• Document section:
══════════

[proofplan]
We reduce the syntactic decision problem $S \vdash t$ to a finite semantic check. By the [Completeness Theorem](/theorems/1457), $S \vdash t$ is equivalent to $S \models t$. Because $S$ is finite, only finitely many primitive propositions occur in $S \cup \{t\}$; enumerate them as $p_1, \dots, p_n$. Every valuation of the full language is determined on the propositions relevant to $S \cup \{t\}$ by its restriction to $\{p_1, \dots, p_n\}$, of which there are exactly $2^n$. The algorithm enumerates these $2^n$ restrictions, evaluates each formula of $S$ and the formula $t$ under each, and returns "yes" iff every restriction that validates all of $S$ also validates $t$. The total running time is bounded by $2^n \cdot (|S|+1) \cdot c$ where $c$ is the cost of evaluating a single formula, so the procedure halts in finite and bounded time.
[/proofplan]
[step:Reduce syntactic derivability to semantic entailment via Completeness]
The relation $S \vdash t$ asks for the existence of a finite formal proof of $t$ from hypotheses $S$. A naive search for such a proof is not bounded in advance — formal proofs have unbounded length. We therefore replace $\vdash$ by $\models$ using the [Completeness Theorem](/theorems/1457) for propositional calculus:
\begin{align*}
S \vdash t \iff S \models t.
\end{align*}
Both directions apply. So for the remainder of the proof it suffices to give an algorithm that decides whether $S \models t$ in finite and bounded time.
[guided]
Why do we immediately translate the problem? A formal proof is a finite sequence of formulas, but there is no a priori bound on its length. An algorithm that searches for proofs of increasing length will always eventually find one if it exists, but it will not halt if no proof exists — so it is not a **decision** procedure, it is only a **semi-decision** procedure. Bounded decidability requires a different approach.
The trick is to use the [Completeness Theorem](/theorems/1457):
\begin{align*}
S \vdash t \iff S \models t.

══════════

• Records supplied:
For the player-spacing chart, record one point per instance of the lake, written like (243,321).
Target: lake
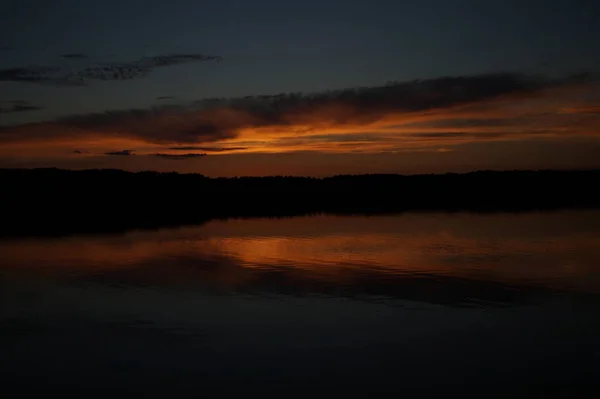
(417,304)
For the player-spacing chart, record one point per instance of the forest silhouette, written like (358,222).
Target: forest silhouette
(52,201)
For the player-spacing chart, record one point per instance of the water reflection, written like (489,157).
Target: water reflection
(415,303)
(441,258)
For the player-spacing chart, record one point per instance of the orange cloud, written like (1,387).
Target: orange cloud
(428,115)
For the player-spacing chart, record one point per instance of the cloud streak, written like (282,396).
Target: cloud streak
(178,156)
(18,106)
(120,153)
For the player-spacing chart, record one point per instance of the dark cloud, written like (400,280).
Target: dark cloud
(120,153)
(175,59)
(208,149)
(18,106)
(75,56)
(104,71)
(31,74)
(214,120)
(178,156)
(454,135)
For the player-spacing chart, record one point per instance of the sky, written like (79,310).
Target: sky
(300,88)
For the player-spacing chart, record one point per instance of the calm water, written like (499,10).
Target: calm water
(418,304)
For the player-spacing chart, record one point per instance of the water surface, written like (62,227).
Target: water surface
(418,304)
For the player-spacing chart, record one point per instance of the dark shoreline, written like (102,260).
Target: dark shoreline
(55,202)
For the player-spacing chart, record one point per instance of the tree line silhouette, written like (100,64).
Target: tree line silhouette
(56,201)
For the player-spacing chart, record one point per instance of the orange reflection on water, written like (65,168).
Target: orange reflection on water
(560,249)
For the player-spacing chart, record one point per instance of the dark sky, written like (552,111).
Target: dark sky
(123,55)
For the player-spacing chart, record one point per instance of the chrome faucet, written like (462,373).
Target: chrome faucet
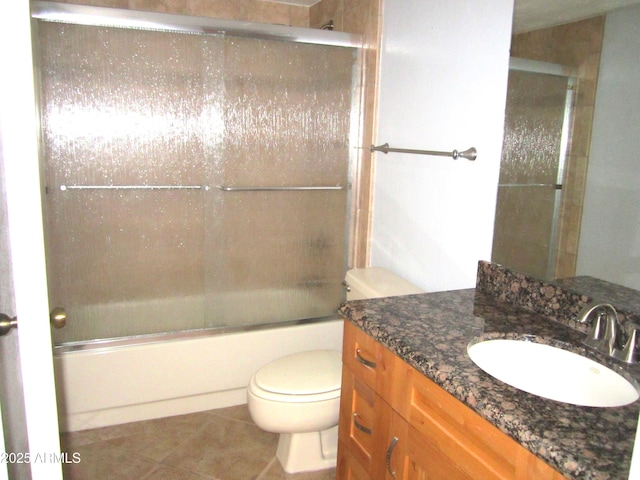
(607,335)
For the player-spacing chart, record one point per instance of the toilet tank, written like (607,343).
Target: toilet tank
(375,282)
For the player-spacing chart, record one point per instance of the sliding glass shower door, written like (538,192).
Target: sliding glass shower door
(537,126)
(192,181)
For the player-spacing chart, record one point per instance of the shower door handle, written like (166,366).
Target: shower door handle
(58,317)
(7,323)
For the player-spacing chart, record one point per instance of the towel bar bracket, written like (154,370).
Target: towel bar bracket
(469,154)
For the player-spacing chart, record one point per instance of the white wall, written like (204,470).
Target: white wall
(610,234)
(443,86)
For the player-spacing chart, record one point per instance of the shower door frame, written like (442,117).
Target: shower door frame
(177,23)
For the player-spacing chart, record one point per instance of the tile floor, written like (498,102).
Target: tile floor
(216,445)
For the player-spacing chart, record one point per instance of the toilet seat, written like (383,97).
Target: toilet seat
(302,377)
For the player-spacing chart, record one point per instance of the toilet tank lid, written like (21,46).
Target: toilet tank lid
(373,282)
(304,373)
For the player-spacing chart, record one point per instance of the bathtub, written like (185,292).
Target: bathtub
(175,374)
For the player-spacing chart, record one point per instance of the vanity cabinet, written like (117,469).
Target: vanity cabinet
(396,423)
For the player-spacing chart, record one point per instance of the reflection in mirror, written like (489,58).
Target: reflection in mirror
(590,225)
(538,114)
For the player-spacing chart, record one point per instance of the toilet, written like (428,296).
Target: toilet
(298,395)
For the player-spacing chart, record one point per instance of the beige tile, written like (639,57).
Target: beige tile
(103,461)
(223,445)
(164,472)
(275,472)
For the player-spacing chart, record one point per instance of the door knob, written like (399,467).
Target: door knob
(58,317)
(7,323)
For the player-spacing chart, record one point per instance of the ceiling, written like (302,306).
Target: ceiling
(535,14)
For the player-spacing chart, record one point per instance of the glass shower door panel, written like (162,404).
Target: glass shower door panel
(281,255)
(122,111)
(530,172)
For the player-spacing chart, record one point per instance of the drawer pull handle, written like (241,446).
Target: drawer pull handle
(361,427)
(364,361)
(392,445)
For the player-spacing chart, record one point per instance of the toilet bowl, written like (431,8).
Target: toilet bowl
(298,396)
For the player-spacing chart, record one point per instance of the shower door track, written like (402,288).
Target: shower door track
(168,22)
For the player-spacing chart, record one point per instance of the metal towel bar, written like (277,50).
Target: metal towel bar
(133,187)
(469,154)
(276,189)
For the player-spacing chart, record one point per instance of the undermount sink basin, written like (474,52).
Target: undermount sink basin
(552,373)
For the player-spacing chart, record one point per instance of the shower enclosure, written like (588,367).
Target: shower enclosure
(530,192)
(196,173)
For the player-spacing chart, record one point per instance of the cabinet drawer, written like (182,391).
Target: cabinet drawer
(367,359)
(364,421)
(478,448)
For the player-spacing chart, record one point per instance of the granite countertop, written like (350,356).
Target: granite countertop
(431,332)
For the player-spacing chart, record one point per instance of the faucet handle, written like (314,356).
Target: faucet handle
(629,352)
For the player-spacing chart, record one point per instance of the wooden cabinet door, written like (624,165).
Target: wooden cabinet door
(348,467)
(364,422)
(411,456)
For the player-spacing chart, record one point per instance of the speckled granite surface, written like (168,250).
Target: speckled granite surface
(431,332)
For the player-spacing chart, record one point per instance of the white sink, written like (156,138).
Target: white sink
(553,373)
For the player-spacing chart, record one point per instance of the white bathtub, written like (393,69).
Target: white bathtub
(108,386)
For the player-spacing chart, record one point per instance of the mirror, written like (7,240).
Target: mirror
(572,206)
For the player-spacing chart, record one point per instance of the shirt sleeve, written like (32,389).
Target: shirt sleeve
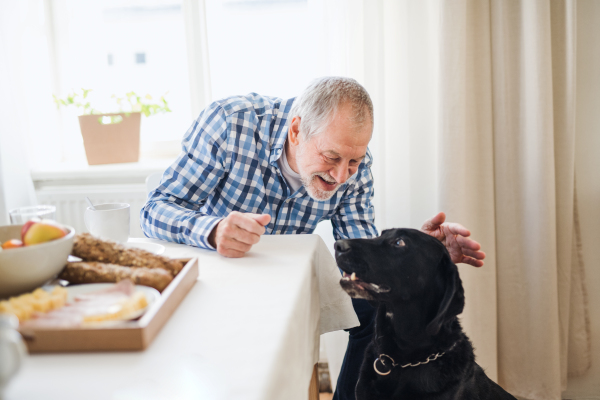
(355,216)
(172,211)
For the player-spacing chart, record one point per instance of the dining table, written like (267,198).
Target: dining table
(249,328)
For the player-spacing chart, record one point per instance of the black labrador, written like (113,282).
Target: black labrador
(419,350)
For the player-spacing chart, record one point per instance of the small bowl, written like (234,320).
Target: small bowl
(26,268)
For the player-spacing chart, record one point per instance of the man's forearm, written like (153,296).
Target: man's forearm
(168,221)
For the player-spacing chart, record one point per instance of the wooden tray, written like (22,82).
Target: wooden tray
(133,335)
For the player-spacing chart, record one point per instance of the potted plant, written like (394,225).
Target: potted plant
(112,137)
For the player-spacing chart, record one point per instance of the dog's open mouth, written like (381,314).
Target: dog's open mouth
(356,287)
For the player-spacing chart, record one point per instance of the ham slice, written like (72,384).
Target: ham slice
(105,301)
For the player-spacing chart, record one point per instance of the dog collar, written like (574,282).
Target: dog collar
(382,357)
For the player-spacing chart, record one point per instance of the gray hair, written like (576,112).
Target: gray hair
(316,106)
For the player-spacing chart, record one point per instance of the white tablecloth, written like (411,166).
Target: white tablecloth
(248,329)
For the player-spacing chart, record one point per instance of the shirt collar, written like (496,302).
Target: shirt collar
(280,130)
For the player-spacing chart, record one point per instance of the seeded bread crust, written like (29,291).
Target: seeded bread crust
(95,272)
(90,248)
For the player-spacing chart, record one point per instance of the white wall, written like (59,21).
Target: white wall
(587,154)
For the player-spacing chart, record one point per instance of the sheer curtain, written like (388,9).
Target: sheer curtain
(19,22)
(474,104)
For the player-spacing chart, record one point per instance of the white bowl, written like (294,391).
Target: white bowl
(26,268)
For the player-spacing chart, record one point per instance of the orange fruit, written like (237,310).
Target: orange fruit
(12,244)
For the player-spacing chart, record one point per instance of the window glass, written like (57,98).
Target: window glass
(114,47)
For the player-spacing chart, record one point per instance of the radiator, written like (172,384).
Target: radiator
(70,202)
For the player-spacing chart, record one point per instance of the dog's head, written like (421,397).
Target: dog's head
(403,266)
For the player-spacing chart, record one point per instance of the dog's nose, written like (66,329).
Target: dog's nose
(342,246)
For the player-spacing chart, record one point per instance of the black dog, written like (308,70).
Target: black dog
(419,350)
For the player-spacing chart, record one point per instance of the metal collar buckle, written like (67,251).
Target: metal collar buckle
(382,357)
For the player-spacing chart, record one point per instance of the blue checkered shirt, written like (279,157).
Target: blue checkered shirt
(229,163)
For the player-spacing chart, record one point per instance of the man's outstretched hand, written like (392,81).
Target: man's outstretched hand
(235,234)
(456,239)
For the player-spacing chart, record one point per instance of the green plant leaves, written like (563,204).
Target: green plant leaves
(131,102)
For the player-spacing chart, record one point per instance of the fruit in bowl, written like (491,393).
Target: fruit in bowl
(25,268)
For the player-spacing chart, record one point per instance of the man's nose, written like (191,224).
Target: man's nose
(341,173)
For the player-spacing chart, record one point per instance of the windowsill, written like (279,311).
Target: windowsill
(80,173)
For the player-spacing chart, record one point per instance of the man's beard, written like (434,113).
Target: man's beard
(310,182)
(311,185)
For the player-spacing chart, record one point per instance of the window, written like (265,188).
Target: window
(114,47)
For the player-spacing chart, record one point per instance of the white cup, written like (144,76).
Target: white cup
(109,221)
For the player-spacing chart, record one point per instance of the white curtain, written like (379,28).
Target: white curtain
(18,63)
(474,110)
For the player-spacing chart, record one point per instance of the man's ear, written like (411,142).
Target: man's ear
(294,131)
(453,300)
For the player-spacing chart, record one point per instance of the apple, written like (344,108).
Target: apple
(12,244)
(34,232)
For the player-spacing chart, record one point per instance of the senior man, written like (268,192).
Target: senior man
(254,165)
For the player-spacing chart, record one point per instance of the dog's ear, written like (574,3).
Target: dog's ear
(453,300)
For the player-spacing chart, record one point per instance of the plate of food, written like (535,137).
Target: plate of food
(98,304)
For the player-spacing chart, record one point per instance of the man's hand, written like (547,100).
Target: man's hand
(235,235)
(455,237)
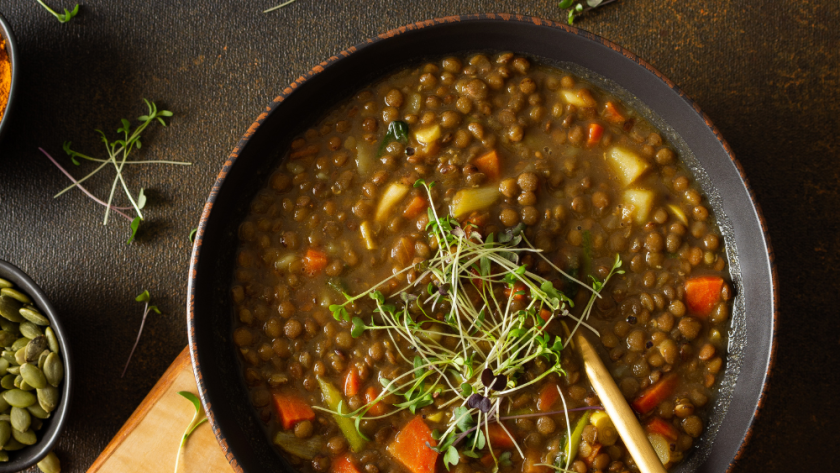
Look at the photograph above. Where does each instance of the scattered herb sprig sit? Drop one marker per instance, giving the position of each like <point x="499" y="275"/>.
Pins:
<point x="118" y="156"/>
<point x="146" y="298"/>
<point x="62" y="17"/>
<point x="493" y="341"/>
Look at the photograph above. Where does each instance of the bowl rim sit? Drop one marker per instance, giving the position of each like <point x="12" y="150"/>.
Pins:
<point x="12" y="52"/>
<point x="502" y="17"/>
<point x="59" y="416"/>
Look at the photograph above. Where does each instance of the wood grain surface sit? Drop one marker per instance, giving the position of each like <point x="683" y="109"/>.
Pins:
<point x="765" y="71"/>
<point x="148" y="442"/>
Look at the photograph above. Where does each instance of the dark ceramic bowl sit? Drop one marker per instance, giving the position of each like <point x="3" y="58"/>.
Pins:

══════════

• Exercise task: Go on with the proof on deciding propositional entailment, starting right after the last line shown. The records are drawn from a separate source.

• Task output:
\end{align*}
The left-hand side is syntactic and unbounded; the right-hand side is semantic and, crucially, involves only the finitely many primitive propositions mentioned in $S$ and $t$. We have reduced a search problem in an unbounded space to an evaluation problem in a bounded space — this is the whole idea of the proof.
[/guided]
[/step]
[step:List the finitely many primitive propositions appearing in $S \cup \{t\}$]
Since $S \subseteq L$ is finite, we may enumerate its elements as $S = \{s_1, \dots, s_m\}$. Each formula $s_i$ and the formula $t$ are finite strings built from primitive propositions using logical connectives, hence each mentions only finitely many primitive propositions. Let
\begin{align*}
P &:= \{p \in L : p \text{ is a primitive proposition appearing in } s_1, \dots, s_m, \text{ or } t\}.
\end{align*}
Then $P$ is finite; set $n := |P|$ and enumerate $P = \{p_1, \dots, p_n\}$.
[guided]
The hypothesis that $S$ is finite is used here for the first and only time to ensure that only finitely many primitive propositions are relevant. If $S$ were infinite, even if each formula in $S$ used finitely many atoms, the collection over all of $S$ could be infinite — and our method would fail.
Let $S = \{s_1, \dots, s_m\}$ with $m = |S|$, and let
\begin{align*}
P &:= \{p \in L : p \text{ is a primitive proposition appearing in } s_1, \dots, s_m, \text{ or } t\}.
\end{align*}
A formula is a finite tree of connectives with primitive propositions at the leaves, so each of the finitely many formulas $s_1, \dots, s_m, t$ contributes finitely many primitives. $P$ is a finite union of finite sets and is therefore finite. Fix an enumeration $P = \{p_1, \dots, p_n\}$ with $n := |P|$.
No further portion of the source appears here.